THE TASK — Recast the rows below as a two-column CSV with the headers "label" and "coordinates": one line per row, holding the row's text and its answer, each in its own quoted field, with line breaks turned into spaces. Leave the pictures out.

INPUT FOR THIS TASK —
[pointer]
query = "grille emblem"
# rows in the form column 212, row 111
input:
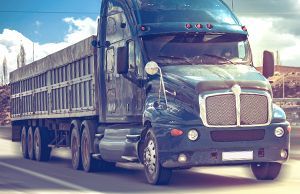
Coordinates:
column 236, row 89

RESULT OF THE EXERCISE —
label,coordinates
"[pointer] query = ""grille emblem"" # rows in the form column 212, row 111 input: Coordinates:","column 236, row 89"